→ Brief: The following data has a line with "Annotation task — mark the wet" and a line with "Annotation task — mark the clear". Write out exactly those lines and all the lines between them.

[Supplied records]

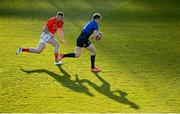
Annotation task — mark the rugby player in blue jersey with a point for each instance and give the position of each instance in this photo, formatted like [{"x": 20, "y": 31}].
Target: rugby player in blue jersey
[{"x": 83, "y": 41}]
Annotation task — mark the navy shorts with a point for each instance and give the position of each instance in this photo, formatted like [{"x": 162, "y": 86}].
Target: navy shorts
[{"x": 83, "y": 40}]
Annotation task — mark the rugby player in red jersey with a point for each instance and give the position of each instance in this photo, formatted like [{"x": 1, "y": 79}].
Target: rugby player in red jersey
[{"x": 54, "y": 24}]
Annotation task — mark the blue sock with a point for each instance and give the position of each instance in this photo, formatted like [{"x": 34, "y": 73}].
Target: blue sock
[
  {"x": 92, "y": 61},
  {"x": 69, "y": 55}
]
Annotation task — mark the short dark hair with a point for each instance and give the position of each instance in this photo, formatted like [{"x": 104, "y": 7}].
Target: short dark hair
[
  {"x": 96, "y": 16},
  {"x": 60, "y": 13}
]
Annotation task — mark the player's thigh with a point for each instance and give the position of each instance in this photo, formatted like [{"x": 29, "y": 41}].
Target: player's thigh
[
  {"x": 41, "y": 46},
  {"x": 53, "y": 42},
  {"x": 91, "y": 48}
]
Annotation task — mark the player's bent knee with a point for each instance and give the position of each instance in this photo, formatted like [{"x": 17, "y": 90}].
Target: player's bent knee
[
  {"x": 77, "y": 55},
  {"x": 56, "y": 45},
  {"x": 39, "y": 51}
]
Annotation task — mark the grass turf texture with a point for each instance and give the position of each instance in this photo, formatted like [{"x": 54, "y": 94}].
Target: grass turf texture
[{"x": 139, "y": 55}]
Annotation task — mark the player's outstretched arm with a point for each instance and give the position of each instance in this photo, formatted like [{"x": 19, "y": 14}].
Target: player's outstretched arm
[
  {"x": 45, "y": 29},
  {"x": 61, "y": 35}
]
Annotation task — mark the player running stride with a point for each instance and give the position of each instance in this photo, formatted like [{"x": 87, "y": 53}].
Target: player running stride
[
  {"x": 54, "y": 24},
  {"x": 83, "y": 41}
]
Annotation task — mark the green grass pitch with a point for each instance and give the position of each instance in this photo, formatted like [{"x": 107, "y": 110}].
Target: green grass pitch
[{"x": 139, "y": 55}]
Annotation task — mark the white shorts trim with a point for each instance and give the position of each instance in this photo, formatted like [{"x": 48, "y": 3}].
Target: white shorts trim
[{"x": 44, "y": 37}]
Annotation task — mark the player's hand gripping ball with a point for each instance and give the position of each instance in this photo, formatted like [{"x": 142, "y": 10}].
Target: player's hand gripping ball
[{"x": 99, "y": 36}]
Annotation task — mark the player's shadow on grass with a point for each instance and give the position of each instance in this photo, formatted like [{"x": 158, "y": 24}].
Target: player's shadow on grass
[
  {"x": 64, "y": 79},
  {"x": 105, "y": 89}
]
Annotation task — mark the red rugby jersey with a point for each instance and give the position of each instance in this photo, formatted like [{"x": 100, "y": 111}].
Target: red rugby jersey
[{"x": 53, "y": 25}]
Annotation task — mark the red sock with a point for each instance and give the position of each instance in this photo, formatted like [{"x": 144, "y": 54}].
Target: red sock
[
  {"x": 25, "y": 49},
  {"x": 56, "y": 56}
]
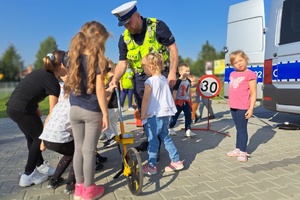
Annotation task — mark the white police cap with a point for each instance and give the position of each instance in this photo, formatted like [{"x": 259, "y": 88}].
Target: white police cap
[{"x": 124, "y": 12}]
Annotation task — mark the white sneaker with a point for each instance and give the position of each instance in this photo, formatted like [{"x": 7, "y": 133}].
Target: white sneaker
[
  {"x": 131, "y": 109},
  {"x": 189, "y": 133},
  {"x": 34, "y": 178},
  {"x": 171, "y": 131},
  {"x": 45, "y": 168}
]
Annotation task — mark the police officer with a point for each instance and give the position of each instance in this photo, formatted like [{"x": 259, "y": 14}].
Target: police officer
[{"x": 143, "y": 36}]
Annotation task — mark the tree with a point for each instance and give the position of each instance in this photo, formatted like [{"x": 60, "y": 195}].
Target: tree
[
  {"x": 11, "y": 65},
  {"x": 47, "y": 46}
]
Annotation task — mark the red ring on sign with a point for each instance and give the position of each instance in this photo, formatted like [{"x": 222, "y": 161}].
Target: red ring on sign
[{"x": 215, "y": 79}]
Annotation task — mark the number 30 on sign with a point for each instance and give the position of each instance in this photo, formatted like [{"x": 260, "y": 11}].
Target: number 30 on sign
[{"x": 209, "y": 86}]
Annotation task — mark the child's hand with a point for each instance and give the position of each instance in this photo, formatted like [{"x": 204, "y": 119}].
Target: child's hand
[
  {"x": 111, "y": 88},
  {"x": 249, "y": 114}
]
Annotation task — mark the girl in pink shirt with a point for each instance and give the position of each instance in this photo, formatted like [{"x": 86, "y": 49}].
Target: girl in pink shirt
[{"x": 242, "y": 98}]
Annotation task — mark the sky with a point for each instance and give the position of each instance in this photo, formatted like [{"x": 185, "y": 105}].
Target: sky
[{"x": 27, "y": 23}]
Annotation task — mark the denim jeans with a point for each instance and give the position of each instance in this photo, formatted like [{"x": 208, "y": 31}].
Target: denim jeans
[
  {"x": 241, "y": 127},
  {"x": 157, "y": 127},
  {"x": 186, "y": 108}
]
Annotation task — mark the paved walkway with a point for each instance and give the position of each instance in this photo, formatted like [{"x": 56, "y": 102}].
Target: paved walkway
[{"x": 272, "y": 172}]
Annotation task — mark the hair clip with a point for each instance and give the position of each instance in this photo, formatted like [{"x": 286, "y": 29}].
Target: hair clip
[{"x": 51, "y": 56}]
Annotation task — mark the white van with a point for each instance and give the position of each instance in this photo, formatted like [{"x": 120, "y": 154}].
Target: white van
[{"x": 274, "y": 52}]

[/Supplied records]
[Supplied records]

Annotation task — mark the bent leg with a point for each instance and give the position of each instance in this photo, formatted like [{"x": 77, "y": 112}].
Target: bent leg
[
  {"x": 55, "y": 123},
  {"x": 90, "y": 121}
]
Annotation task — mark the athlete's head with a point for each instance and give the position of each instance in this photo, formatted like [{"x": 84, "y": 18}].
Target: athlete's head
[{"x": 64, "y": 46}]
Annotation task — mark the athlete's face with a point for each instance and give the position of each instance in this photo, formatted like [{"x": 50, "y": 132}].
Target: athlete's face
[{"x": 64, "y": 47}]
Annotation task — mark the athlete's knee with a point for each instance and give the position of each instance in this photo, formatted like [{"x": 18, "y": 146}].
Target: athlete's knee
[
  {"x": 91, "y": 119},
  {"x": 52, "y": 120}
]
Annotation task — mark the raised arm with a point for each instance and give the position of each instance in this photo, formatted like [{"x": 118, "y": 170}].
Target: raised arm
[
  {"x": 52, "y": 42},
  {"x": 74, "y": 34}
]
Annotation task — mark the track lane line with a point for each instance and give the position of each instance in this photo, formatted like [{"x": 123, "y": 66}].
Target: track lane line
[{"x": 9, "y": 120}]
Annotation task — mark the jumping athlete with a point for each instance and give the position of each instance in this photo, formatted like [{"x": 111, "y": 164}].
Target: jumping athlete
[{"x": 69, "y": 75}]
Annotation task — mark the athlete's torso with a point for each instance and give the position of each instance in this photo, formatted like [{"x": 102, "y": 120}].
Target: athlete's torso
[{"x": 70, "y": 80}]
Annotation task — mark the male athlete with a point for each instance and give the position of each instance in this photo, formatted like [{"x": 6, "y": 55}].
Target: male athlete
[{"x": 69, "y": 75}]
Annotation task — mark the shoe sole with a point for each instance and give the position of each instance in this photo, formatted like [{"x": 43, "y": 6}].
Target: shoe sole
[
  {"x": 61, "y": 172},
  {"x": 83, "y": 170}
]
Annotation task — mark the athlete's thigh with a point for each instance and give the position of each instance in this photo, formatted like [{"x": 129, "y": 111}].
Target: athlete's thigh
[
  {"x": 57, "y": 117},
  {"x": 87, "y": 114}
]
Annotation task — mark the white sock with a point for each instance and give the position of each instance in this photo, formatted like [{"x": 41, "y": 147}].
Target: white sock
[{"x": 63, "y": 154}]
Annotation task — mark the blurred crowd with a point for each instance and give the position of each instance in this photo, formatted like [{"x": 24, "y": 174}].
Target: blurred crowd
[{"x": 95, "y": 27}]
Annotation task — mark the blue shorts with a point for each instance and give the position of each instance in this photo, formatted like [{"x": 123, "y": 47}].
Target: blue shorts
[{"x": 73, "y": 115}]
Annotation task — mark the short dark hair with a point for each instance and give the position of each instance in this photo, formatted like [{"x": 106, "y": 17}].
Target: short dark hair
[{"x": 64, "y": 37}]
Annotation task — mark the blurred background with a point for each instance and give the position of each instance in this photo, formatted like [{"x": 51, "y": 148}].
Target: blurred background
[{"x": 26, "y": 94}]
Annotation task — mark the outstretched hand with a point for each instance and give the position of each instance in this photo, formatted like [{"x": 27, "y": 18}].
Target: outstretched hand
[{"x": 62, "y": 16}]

[/Supplied records]
[Supplied records]

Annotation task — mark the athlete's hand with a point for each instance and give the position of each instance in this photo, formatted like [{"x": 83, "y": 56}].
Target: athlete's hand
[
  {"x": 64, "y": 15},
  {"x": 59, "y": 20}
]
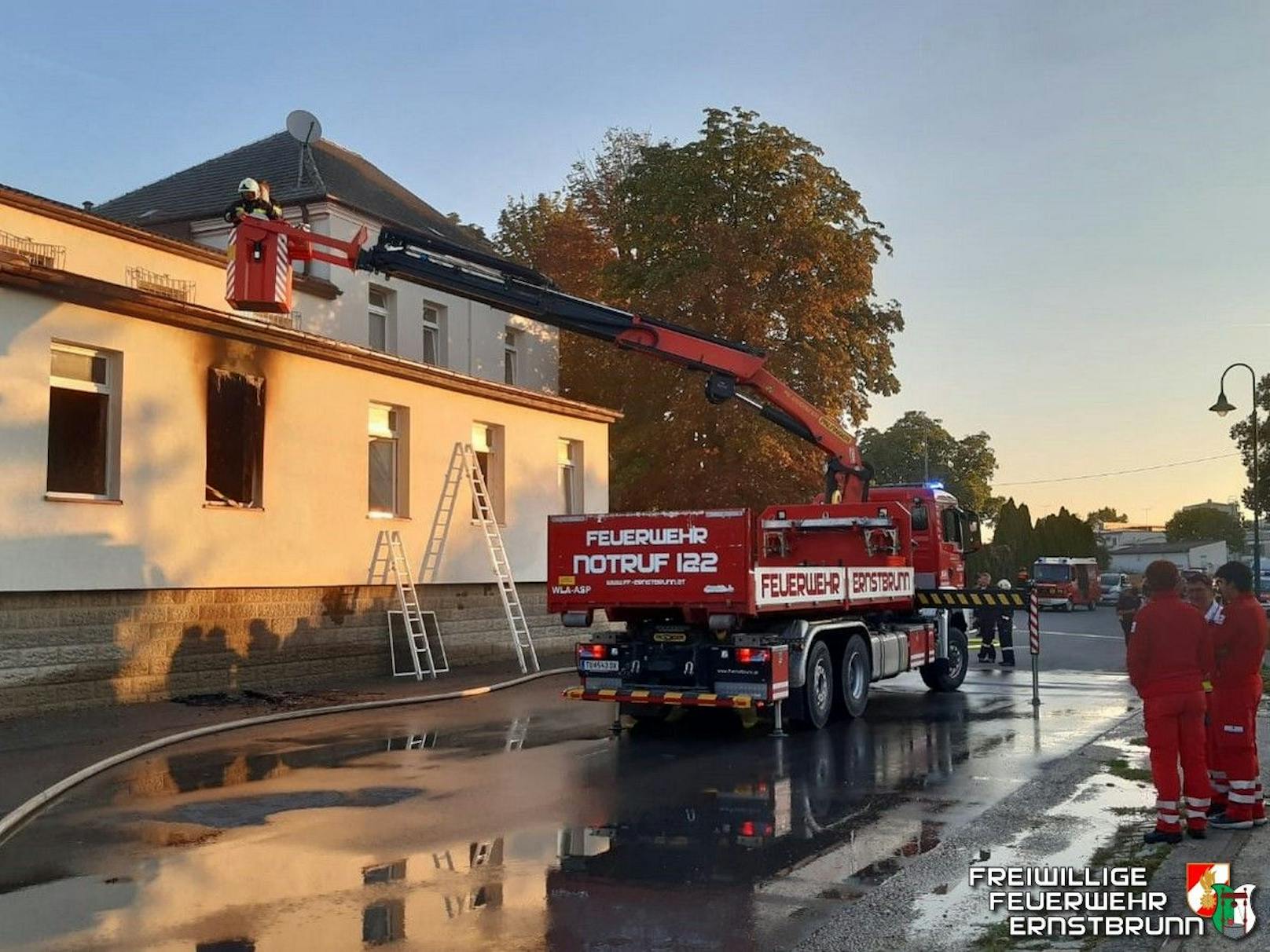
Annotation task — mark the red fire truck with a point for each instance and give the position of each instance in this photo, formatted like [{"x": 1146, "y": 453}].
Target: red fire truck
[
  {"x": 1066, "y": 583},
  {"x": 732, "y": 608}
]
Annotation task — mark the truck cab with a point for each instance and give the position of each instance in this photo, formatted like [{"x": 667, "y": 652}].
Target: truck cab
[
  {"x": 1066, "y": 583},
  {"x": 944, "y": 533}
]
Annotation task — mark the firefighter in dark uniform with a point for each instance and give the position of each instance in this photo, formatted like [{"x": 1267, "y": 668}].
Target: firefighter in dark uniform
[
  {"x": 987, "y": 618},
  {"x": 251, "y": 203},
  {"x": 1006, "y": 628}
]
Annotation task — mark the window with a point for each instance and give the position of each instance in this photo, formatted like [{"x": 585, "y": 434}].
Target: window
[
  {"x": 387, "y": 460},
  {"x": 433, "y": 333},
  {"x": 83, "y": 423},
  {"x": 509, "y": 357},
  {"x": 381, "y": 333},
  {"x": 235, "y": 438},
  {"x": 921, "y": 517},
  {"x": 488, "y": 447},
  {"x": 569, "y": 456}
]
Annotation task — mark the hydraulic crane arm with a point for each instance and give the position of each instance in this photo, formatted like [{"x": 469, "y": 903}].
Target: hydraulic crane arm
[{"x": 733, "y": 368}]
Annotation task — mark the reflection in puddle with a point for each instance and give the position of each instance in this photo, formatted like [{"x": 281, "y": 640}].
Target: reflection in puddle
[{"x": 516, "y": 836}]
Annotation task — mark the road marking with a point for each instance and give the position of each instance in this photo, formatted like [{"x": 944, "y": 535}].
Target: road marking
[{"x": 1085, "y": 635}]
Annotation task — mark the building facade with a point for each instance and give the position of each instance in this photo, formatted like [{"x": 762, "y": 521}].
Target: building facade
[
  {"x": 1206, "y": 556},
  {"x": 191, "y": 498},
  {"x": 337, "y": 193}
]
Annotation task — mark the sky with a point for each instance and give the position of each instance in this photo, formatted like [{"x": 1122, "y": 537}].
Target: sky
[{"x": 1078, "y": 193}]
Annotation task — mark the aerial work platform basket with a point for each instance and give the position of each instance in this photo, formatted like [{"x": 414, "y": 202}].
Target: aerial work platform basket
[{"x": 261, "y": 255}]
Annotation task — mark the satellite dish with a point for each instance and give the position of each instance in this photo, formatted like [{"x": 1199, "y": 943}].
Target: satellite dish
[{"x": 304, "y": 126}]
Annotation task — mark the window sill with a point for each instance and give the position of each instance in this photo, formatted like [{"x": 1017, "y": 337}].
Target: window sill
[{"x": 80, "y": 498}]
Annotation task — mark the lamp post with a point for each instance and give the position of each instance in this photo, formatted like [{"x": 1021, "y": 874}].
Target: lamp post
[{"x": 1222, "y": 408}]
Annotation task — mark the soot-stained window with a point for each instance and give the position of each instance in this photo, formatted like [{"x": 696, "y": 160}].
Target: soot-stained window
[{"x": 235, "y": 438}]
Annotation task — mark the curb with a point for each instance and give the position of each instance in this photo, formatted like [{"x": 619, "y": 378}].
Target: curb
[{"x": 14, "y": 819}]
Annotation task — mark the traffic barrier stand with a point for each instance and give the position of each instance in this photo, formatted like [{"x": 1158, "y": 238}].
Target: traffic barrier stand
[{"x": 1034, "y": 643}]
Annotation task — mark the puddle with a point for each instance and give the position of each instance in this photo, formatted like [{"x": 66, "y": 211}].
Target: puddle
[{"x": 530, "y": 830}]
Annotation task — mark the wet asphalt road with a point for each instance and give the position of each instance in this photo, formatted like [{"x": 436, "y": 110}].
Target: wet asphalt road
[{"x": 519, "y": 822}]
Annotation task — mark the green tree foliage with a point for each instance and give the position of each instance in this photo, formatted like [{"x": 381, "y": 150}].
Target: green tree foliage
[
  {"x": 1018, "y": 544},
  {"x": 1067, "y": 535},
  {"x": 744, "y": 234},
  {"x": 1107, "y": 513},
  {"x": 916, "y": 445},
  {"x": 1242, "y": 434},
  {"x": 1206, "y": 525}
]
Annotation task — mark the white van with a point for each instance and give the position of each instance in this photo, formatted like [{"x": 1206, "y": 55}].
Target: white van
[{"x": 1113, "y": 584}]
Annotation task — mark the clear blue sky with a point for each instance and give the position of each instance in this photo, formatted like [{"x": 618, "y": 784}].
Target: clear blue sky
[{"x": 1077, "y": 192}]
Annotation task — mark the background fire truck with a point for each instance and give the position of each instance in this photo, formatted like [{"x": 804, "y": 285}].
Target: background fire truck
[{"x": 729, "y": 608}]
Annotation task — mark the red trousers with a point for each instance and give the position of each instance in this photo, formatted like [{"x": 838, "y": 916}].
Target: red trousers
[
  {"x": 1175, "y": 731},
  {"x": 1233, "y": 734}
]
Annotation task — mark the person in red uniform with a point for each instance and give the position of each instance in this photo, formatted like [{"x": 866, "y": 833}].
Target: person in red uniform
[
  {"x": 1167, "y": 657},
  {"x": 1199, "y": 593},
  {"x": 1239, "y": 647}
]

[/Supplied records]

→ Exercise response:
Annotation task — mark the wet asphalt road with a point for each instance and give the position of each instance in this photo, formatted like [{"x": 436, "y": 110}].
Target: wet asphalt road
[{"x": 519, "y": 822}]
Annotation task — mark the green tree foliage with a point for each instance and give the position of each instance in this photo, formatted like [{"x": 381, "y": 150}].
Target: green tree foliage
[
  {"x": 1018, "y": 544},
  {"x": 1067, "y": 535},
  {"x": 744, "y": 234},
  {"x": 1107, "y": 513},
  {"x": 916, "y": 445},
  {"x": 1242, "y": 434},
  {"x": 1206, "y": 525}
]
Annotation task — mark the white van with a point for each instance and give the position of each instance in this photo, formatted like [{"x": 1206, "y": 55}].
Target: white van
[{"x": 1113, "y": 584}]
Annotation task — mark the clear blue sky with a point for each instance and give the position of each instance in this photo, formatted like [{"x": 618, "y": 784}].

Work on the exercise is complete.